Dataset excerpts:

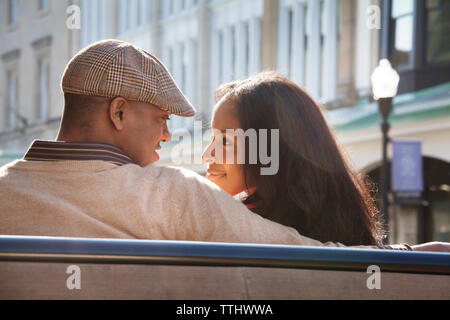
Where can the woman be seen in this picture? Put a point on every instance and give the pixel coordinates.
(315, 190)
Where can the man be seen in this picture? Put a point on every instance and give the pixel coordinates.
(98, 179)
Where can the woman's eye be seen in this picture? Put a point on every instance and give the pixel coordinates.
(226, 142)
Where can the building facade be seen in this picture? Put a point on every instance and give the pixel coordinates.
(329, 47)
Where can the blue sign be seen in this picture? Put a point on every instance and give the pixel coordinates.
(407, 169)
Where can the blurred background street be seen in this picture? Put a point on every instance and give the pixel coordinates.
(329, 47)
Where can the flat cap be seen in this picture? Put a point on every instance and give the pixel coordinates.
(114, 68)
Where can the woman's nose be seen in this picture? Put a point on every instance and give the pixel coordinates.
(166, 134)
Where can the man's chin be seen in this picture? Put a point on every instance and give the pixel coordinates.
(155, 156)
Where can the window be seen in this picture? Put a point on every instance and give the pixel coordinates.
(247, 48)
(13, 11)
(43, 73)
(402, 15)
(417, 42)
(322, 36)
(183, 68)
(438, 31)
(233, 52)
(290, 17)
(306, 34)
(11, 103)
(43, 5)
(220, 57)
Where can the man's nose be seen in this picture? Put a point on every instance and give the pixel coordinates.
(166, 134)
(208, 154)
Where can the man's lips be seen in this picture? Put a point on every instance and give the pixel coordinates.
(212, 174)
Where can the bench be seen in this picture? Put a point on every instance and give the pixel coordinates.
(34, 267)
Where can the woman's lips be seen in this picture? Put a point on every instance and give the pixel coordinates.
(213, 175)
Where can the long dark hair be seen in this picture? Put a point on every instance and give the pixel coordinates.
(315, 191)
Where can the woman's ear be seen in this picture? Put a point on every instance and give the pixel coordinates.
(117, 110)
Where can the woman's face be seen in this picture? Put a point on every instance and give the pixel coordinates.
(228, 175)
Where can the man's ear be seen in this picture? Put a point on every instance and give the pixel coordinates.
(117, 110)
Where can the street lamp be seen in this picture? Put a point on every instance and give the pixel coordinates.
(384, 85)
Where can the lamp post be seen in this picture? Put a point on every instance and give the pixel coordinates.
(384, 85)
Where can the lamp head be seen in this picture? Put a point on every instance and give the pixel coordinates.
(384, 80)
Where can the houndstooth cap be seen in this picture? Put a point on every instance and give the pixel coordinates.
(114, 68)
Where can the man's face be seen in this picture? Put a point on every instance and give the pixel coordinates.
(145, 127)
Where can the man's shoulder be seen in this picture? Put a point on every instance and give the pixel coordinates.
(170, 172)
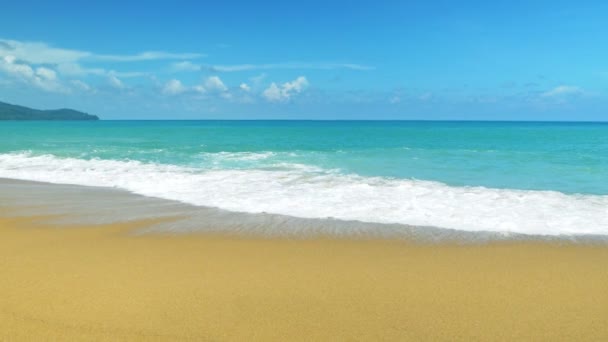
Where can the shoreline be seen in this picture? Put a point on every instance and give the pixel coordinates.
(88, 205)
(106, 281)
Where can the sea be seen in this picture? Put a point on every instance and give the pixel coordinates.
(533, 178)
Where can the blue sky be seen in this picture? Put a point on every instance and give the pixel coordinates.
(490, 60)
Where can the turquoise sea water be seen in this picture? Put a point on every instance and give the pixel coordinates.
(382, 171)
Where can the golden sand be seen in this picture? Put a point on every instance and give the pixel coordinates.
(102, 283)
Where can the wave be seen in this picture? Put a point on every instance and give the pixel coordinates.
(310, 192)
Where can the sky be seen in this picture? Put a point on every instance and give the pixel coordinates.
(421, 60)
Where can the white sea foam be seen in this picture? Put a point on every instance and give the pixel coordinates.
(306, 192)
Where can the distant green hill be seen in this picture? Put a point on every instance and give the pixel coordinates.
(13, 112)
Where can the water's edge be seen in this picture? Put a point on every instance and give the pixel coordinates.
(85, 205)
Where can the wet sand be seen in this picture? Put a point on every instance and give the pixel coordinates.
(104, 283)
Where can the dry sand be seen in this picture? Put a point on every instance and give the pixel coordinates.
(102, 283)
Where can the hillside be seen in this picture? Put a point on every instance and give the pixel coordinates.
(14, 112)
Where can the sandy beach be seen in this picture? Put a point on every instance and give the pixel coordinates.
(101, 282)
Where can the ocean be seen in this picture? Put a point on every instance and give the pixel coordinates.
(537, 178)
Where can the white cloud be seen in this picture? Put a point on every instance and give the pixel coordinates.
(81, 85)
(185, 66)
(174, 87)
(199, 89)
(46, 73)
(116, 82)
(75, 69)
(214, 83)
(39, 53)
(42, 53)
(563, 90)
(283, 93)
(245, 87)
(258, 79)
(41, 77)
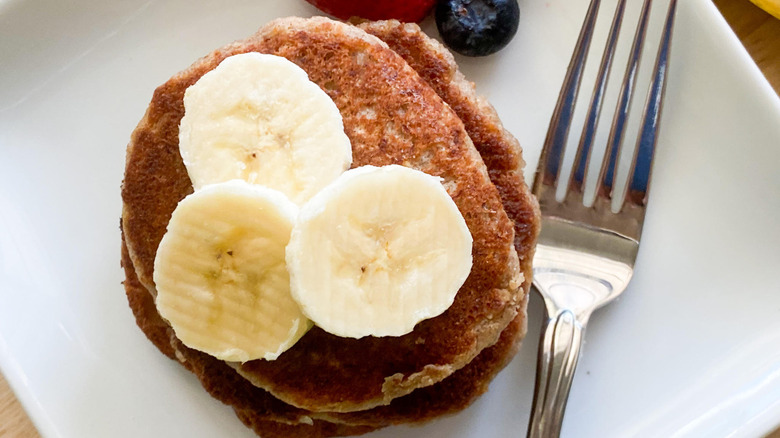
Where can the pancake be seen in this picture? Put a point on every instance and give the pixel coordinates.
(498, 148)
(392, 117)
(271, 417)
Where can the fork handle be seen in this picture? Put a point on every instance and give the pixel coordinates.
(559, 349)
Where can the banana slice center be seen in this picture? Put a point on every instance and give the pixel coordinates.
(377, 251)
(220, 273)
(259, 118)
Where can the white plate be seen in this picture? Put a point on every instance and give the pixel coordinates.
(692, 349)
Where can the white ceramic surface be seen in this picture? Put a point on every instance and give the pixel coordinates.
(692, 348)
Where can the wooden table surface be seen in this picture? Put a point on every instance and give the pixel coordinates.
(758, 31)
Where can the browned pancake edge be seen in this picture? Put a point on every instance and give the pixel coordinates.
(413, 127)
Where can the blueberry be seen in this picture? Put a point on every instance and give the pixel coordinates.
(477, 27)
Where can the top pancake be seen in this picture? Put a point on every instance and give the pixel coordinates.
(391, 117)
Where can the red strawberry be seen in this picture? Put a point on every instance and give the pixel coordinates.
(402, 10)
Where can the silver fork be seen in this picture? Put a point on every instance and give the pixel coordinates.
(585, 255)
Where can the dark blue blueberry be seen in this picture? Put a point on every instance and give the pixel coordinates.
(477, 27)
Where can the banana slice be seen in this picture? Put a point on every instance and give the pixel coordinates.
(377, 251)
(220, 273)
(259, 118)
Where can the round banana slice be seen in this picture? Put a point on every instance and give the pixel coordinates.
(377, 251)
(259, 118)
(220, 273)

What is being asked: Copy out the lines above, word for word, from the line containing "Where can the red" through the end of the records, including both ends.

The reply:
Where can the red strawberry be seen in this picture? Put a point on every instance and give the pixel coordinates.
(402, 10)
Where can the silver fork be seen in this picture? Put a point on every instance and give the pixel coordinates.
(585, 255)
Where can the dark blue blueberry be seen in this picture? Put a point on every instance and give the pixel coordinates.
(477, 27)
Where can the banana slice be seen in this picture? Put a point on every instance and give the pixel coordinates.
(377, 251)
(220, 273)
(259, 118)
Where can the round banana slice be seen in this picture? Put a point on every instance and give the pixel coordinates.
(377, 251)
(259, 118)
(220, 273)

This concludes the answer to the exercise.